• _Source passage_
>> Start

Don’t be fooled by calls for a ‘regional’ minimum wage

Federal law is supposed to be the backstop that protects the vulnerable when lower levels of government fail to act. But a recent proposal to establish a regionally-adjusted federal minimum wage would undermine this principle, codifying disparities into federal law that in many cases are not the result of benign economic forces.

For one thing, it is impossible to separate the prevalence of low wages in the South from the persistent racial hierarchies there. Fortunately, the historical record shows that federal lawmakers do not need to accept this legacy. Establishing a federal $15 minimum wage in 2024, as over 200 Congressional Democrats have proposed, is economically achievable nationwide.

For decades, lawmakers—particularly in southern states—have refused to raise minimum wages and have prohibited cities and counties from doing so. The proposed regionally-adjusted federal minimum would simply accept this outcome, locking in these areas’ low-wage status, and leaving behind millions of workers—particularly workers of color—in the process. The Economic Policy Institute estimates 15.6 million fewer workers would get a raise under the regional proposal compared with a universal $15 minimum wage, and over 40 percent of these excluded workers are people of color.

It is true that states and sub-state areas have varying wage and price levels and there are times when policies should take those differences into account. The good news is regional wage differences are far smaller today than in past decades. This means implementing a more livable national minimum wage is easier now than for previous generations.

Doing so will generate a universal federal minimum wage that states and cities can exceed if needed, so that no worker fails to receive a livable wage and policy gradually shifts upward those at the bottom of the wage scale. A uniform federal minimum wage would help combat inequality across both racial and gender lines.

>> End

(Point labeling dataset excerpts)
>> Start

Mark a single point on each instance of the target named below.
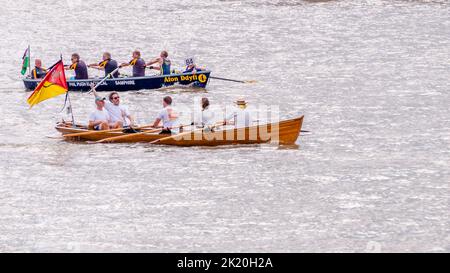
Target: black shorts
(165, 131)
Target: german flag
(52, 85)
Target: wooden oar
(104, 79)
(93, 132)
(185, 133)
(231, 80)
(113, 139)
(175, 136)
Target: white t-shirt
(118, 112)
(204, 117)
(100, 115)
(242, 118)
(169, 117)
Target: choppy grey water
(371, 78)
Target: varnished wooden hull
(98, 135)
(283, 132)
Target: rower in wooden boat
(100, 118)
(138, 64)
(79, 67)
(191, 66)
(205, 118)
(240, 117)
(163, 63)
(38, 72)
(107, 64)
(118, 112)
(168, 116)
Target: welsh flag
(25, 61)
(52, 85)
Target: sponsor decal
(202, 78)
(186, 78)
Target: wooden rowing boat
(199, 79)
(67, 128)
(283, 132)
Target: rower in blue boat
(191, 66)
(138, 64)
(79, 67)
(107, 64)
(163, 63)
(38, 72)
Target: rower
(118, 112)
(241, 116)
(100, 119)
(107, 64)
(138, 64)
(79, 67)
(205, 117)
(163, 63)
(38, 72)
(191, 66)
(168, 116)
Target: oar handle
(104, 79)
(225, 79)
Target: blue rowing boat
(199, 79)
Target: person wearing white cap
(240, 117)
(191, 66)
(100, 118)
(168, 116)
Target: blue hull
(199, 79)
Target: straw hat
(240, 101)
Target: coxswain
(163, 63)
(79, 67)
(240, 117)
(38, 72)
(168, 116)
(138, 64)
(107, 64)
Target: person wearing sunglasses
(118, 112)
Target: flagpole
(70, 103)
(29, 61)
(71, 112)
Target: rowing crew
(109, 65)
(111, 115)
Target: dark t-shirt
(38, 73)
(110, 66)
(81, 71)
(138, 68)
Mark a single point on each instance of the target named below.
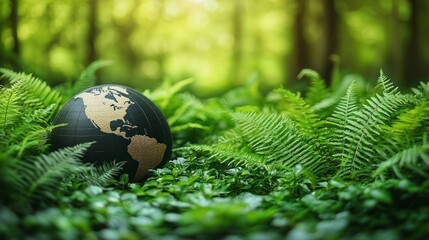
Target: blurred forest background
(219, 43)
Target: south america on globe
(123, 124)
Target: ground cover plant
(349, 161)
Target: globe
(124, 124)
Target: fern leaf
(278, 140)
(414, 158)
(32, 91)
(384, 85)
(338, 122)
(101, 174)
(318, 90)
(10, 109)
(363, 130)
(231, 155)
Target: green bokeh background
(219, 43)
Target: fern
(318, 90)
(268, 141)
(10, 108)
(363, 128)
(38, 175)
(101, 174)
(32, 91)
(337, 123)
(413, 157)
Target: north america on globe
(106, 107)
(122, 124)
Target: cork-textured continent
(109, 104)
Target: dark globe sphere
(125, 125)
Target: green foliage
(350, 143)
(85, 80)
(349, 165)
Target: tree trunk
(237, 35)
(92, 31)
(300, 46)
(14, 18)
(395, 49)
(331, 39)
(413, 71)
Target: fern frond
(35, 91)
(410, 123)
(37, 175)
(363, 131)
(10, 109)
(318, 90)
(384, 85)
(101, 174)
(231, 155)
(422, 90)
(298, 110)
(278, 140)
(338, 121)
(414, 158)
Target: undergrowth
(348, 161)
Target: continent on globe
(117, 111)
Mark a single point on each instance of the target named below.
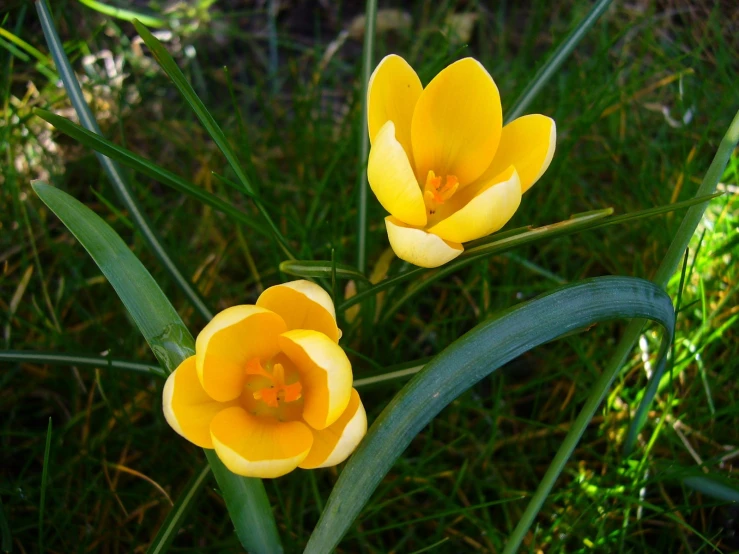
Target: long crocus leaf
(170, 67)
(631, 335)
(503, 242)
(171, 343)
(112, 170)
(469, 359)
(142, 165)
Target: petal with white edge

>> End

• _Stated exercise 1_
Reproduce the minimum wage article above word for word, from its headline through its final sentence.
• _Stated exercise 2_
Find each line in the records above that contains the string "shirt", and copy those lines out. Matching is case-sensitive.

• _Response 1_
Don’t be fooled by calls for a ‘regional’ minimum wage

Federal law is supposed to be the backstop that protects the vulnerable when lower levels of government fail to act. But a recent proposal to establish a regionally-adjusted federal minimum wage would undermine this principle, codifying disparities into federal law that in many cases are not the result of benign economic forces.

For one thing, it is impossible to separate the prevalence of low wages in the South from the persistent racial hierarchies there. Fortunately, the historical record shows that federal lawmakers do not need to accept this legacy. Establishing a federal $15 minimum wage in 2024, as over 200 Congressional Democrats have proposed, is economically achievable nationwide.

For decades, lawmakers—particularly in southern states—have refused to raise minimum wages and have prohibited cities and counties from doing so. The proposed regionally-adjusted federal minimum would simply accept this outcome, locking in these areas’ low-wage status, and leaving behind millions of workers—particularly workers of color—in the process. The Economic Policy Institute estimates 15.6 million fewer workers would get a raise under the regional proposal compared with a universal $15 minimum wage, and over 40 percent of these excluded workers are people of color.

It is true that states and sub-state areas have varying wage and price levels and there are times when policies should take those differences into account. The good news is regional wage differences are far smaller today than in past decades. This means implementing a more livable national minimum wage is easier now than for previous generations.

Doing so will generate a universal federal minimum wage that states and cities can exceed if needed, so that no worker fails to receive a livable wage and policy gradually shifts upward those at the bottom of the wage scale. A uniform federal minimum wage would help combat inequality across both racial and gender lines.

• _Response 2_
Target: white t-shirt
Target: dark t-shirt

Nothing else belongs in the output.